Point localization data:
+--

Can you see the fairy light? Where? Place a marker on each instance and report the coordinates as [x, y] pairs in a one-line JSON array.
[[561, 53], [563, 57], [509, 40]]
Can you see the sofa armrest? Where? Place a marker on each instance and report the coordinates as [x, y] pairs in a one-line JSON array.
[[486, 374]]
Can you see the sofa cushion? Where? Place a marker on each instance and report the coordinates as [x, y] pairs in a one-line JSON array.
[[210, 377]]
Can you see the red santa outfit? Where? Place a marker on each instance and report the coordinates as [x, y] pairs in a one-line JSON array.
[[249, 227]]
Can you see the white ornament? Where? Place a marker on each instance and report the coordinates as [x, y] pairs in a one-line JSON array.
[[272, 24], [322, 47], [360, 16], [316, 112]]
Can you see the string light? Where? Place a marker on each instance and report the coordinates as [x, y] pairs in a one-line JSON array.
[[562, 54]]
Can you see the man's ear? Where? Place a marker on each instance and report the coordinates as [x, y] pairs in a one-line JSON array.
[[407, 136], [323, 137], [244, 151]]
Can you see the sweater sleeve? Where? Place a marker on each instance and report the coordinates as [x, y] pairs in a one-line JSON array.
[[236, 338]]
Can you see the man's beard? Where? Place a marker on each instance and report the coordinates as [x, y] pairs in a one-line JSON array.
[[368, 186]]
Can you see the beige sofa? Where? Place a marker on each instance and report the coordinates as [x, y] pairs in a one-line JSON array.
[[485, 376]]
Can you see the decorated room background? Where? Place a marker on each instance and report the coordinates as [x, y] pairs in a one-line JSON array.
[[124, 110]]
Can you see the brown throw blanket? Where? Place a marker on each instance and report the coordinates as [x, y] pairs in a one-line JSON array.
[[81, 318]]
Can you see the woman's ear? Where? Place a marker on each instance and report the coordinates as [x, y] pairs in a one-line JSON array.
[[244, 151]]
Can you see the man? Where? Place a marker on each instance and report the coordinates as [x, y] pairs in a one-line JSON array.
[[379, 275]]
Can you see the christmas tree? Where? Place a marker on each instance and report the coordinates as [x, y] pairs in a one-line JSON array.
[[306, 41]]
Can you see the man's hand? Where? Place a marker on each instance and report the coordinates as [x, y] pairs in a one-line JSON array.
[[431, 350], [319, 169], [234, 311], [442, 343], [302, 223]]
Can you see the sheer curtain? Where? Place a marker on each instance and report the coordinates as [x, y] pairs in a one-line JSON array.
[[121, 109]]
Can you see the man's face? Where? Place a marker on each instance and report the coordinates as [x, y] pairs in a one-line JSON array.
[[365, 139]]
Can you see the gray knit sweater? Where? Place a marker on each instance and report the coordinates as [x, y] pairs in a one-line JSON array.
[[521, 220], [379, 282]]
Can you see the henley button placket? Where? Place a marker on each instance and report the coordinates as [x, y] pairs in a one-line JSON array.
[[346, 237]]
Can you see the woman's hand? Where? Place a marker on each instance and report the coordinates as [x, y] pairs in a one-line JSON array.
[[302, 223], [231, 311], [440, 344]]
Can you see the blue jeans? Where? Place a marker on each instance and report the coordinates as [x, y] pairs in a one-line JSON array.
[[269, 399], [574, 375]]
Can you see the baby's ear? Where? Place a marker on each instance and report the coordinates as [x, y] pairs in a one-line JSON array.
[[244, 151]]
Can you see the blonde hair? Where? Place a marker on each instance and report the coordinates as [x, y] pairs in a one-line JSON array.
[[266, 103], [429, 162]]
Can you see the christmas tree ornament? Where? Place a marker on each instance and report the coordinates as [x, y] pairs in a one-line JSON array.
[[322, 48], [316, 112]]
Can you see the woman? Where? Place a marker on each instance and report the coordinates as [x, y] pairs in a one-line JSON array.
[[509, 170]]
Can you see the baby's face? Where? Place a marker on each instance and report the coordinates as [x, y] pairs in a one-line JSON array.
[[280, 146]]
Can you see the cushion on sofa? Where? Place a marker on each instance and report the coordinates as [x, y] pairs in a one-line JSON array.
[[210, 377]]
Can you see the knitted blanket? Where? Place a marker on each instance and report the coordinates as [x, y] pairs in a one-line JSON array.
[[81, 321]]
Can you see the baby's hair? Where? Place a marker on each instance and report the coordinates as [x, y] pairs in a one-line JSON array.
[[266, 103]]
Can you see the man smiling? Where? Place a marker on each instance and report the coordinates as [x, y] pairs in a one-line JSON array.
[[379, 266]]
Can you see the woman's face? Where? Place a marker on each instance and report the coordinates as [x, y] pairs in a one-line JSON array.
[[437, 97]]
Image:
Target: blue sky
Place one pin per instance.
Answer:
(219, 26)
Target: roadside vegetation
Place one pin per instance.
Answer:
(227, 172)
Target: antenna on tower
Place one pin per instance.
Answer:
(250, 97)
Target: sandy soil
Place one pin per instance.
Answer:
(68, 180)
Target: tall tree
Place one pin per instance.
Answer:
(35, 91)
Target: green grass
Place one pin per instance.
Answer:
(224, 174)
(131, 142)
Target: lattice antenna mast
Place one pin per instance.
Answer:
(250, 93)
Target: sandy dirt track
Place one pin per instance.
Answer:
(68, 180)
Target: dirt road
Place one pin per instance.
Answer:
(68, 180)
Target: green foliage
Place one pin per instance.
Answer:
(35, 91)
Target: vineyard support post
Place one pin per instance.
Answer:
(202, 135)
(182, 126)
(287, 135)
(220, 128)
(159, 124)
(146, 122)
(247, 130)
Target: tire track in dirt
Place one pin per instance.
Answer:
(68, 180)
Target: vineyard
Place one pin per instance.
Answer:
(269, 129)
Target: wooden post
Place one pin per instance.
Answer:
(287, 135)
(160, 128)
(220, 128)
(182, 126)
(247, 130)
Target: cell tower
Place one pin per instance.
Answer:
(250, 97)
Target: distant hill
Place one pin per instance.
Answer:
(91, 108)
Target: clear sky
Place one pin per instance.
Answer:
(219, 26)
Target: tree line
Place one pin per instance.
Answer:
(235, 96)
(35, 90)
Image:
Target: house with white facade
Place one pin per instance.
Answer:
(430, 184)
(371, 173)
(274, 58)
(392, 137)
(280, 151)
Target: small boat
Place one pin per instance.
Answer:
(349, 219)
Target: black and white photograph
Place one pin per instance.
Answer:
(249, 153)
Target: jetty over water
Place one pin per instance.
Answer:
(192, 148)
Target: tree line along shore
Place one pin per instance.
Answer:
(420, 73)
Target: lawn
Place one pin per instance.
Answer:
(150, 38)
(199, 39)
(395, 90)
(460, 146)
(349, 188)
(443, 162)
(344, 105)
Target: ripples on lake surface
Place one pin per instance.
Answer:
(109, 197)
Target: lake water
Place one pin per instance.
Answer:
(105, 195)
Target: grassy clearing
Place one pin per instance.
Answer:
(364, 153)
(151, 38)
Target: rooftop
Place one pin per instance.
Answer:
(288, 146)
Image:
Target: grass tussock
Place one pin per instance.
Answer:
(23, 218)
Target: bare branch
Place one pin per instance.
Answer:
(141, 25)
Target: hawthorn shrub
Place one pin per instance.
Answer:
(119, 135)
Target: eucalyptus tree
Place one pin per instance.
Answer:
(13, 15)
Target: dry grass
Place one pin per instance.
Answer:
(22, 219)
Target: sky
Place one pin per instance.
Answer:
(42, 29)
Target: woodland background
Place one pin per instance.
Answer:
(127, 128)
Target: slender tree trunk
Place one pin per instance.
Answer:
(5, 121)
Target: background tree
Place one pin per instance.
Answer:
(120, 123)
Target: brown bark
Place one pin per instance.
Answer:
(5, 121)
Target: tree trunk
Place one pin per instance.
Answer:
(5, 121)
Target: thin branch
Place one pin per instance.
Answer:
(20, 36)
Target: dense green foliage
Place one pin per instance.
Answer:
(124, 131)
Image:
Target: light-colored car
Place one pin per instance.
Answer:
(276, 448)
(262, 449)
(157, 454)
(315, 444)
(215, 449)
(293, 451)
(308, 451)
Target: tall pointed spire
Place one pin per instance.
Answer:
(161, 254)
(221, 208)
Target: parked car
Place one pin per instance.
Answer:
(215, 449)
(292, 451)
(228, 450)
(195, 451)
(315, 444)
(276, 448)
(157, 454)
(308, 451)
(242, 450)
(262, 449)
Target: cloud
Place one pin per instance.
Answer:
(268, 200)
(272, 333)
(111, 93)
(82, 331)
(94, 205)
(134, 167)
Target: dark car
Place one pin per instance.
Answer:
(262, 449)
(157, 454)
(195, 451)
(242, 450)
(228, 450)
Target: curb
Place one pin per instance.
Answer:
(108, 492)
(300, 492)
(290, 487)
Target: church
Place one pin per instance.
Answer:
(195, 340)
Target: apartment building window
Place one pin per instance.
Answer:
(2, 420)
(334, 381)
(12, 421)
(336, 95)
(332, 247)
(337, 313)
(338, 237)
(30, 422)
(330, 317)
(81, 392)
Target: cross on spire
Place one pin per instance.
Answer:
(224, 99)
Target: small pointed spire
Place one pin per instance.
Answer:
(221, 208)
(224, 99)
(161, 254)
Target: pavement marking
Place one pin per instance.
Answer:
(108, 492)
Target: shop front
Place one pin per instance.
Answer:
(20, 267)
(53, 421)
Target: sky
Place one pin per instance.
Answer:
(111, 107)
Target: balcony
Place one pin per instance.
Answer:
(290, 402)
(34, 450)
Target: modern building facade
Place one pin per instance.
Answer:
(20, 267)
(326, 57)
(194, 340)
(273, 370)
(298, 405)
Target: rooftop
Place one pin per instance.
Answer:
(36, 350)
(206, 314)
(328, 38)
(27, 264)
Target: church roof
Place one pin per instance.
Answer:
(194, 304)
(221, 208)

+--

## WORK TO COMPLETE
Where does the string "track" appear in the records? Copy every line that holds it.

## REPLY
Target: sandy dirt track
Target: tire track in dirt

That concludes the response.